— Task objective —
Look through the data below and extract, unchanged, the lines from the one that contains "pixel 242 556" to the one that contains "pixel 505 350", both included.

- - - - -

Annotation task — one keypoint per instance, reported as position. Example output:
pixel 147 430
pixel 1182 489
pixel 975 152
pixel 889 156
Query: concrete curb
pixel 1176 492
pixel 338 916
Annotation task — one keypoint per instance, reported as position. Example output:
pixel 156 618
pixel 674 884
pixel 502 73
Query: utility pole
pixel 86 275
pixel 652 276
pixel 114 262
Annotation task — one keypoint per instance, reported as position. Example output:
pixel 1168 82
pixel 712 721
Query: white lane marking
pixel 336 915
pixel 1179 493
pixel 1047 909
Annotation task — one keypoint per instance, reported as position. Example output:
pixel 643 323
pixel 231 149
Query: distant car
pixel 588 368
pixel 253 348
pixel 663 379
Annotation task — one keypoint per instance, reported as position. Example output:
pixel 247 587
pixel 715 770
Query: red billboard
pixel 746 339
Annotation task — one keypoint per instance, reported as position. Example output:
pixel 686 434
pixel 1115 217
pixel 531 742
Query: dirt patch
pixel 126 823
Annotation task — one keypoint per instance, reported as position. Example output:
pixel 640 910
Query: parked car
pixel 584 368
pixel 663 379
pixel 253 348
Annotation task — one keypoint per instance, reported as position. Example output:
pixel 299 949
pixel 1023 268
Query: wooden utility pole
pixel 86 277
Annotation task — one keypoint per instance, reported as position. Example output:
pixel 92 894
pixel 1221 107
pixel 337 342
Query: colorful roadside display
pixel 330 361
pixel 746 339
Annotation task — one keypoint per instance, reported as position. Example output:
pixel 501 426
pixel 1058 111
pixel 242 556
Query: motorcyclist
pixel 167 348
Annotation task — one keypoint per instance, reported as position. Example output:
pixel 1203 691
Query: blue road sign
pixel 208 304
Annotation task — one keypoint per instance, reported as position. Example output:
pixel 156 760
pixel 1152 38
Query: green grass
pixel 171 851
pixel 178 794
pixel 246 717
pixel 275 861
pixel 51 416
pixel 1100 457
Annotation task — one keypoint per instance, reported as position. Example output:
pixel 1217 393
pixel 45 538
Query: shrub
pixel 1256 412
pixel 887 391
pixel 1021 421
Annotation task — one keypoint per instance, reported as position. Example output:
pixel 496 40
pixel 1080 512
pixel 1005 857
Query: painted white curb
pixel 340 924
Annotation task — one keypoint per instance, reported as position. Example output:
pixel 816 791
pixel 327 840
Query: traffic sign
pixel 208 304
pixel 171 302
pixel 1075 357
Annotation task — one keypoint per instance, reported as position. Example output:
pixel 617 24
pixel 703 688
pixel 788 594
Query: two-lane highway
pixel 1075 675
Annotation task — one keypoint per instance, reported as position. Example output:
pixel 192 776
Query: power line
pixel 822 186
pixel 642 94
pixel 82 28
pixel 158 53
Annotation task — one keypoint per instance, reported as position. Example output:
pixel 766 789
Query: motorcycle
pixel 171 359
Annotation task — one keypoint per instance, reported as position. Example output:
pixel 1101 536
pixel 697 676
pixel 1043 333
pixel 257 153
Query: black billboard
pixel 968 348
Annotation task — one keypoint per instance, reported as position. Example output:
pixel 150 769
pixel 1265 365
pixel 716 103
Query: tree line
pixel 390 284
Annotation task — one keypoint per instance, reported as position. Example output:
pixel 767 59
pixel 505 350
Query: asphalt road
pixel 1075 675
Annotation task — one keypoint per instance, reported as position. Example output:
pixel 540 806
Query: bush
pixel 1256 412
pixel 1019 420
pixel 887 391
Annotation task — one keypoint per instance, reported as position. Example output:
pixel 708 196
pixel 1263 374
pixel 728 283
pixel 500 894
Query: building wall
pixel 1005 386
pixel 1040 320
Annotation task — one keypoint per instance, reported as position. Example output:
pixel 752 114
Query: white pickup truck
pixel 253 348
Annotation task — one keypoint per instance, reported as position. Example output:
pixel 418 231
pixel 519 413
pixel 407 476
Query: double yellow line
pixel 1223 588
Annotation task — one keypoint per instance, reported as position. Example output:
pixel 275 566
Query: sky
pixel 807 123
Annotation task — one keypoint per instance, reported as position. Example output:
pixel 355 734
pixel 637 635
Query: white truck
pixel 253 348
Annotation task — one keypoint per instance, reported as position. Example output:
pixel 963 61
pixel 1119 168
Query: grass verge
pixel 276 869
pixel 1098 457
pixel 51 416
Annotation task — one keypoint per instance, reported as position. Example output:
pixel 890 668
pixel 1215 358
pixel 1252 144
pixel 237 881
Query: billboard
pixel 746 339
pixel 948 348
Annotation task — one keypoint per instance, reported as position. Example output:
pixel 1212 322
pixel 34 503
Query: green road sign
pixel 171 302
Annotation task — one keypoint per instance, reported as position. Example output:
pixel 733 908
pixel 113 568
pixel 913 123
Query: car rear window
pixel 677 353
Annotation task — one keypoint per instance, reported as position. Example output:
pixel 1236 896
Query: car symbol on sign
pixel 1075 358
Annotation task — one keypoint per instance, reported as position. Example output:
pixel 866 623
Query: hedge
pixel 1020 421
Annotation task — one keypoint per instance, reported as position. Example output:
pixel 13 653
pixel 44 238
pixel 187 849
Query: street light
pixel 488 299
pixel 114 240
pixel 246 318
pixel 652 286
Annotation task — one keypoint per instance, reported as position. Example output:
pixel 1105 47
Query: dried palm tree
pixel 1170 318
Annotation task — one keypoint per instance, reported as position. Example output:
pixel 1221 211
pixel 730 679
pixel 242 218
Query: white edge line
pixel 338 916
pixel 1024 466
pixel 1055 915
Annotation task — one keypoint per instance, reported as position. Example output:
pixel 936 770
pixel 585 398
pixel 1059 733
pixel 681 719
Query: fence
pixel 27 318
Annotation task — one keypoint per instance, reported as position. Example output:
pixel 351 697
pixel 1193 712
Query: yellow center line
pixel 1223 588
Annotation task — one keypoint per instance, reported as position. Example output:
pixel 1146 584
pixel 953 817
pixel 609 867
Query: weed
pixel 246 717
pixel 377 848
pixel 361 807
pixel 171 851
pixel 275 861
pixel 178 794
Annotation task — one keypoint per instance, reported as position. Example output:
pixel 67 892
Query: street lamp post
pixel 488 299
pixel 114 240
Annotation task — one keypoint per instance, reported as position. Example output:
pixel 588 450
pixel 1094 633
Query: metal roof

- - - - -

— Answer space —
pixel 242 556
Query: motorcyclist
pixel 167 348
Annotation task — one keypoint per instance, reported as position. Example output:
pixel 1203 691
Query: blue road sign
pixel 208 304
Annotation task — one keypoint per instance, reported as position. Example output:
pixel 156 760
pixel 1152 38
Query: green grass
pixel 171 851
pixel 178 794
pixel 246 717
pixel 275 861
pixel 51 416
pixel 1100 457
Annotation task — one keypoint per instance, reported as position. Example output:
pixel 1217 393
pixel 45 538
Query: shrub
pixel 1256 412
pixel 887 391
pixel 1021 421
Annotation task — one keypoint per instance, reported as position. Example output:
pixel 496 40
pixel 1080 512
pixel 1005 857
Query: painted white curb
pixel 340 924
Annotation task — one keypoint per instance, reported as position. Example output:
pixel 816 791
pixel 327 840
Query: traffic sign
pixel 208 304
pixel 171 302
pixel 1075 357
Annotation task — one keypoint per instance, reported as position. Example output:
pixel 617 24
pixel 703 688
pixel 788 594
Query: two-lane highway
pixel 1075 675
Annotation task — one keypoint per instance, reported as position. Example output:
pixel 192 776
Query: power line
pixel 822 186
pixel 642 94
pixel 82 28
pixel 158 53
Annotation task — one keypoint per instance, reported as position. Example output:
pixel 766 789
Query: motorcycle
pixel 171 359
Annotation task — one keypoint per instance, reported as position. Example output:
pixel 1101 536
pixel 697 676
pixel 1043 333
pixel 257 153
Query: black billboard
pixel 968 348
Annotation task — one keypoint per instance, reported as position. Example output:
pixel 150 769
pixel 1265 365
pixel 716 103
Query: tree line
pixel 390 284
Annotation task — one keypoint per instance, reported as position. Example output:
pixel 767 59
pixel 505 350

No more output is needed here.